[Your assignment] Retype each line of the listing. Do not alter anything.

[Available data]
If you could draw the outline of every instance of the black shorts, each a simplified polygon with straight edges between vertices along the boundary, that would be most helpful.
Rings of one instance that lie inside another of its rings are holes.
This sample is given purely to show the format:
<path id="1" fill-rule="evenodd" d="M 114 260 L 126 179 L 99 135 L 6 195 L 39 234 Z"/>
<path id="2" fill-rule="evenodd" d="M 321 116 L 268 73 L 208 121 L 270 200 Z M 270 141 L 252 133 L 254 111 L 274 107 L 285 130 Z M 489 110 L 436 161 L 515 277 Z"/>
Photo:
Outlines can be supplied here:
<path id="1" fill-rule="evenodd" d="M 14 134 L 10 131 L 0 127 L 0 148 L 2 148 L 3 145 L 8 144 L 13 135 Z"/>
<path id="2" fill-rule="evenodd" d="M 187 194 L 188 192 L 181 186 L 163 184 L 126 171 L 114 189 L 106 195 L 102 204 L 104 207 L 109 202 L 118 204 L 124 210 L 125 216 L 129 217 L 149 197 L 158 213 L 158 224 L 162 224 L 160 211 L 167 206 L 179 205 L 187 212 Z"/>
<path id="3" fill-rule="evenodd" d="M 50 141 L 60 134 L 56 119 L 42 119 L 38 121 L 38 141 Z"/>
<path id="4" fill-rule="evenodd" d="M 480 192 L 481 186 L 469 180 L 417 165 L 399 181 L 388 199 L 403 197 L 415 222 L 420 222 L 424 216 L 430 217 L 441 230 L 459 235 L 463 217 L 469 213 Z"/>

[Response to the task]
If you could draw the outline of every instance of the black shorts, each a simplified polygon with straight edges between vertices along the boundary, that would be most helpful.
Rings of one instance that lie inside another of its rings are holes.
This sample is given purely to show the format:
<path id="1" fill-rule="evenodd" d="M 114 260 L 126 179 L 99 135 L 6 195 L 39 234 Z"/>
<path id="2" fill-rule="evenodd" d="M 321 116 L 268 73 L 208 121 L 270 200 Z M 270 141 L 252 133 L 254 111 L 274 107 L 285 130 Z M 489 110 L 436 161 L 515 277 Z"/>
Photo:
Outlines can be supplied here:
<path id="1" fill-rule="evenodd" d="M 14 134 L 10 131 L 0 127 L 0 148 L 2 148 L 3 145 L 8 144 L 13 135 Z"/>
<path id="2" fill-rule="evenodd" d="M 187 194 L 188 192 L 181 186 L 163 184 L 126 171 L 114 189 L 106 195 L 102 204 L 104 207 L 109 202 L 118 204 L 124 210 L 125 216 L 129 217 L 149 197 L 158 213 L 158 224 L 162 224 L 160 211 L 167 206 L 179 205 L 187 212 Z"/>
<path id="3" fill-rule="evenodd" d="M 50 141 L 60 134 L 56 119 L 42 119 L 38 121 L 38 141 Z"/>
<path id="4" fill-rule="evenodd" d="M 480 192 L 481 186 L 469 180 L 417 165 L 399 181 L 388 199 L 403 197 L 415 222 L 420 222 L 424 216 L 430 217 L 441 230 L 459 235 L 463 217 L 469 213 Z"/>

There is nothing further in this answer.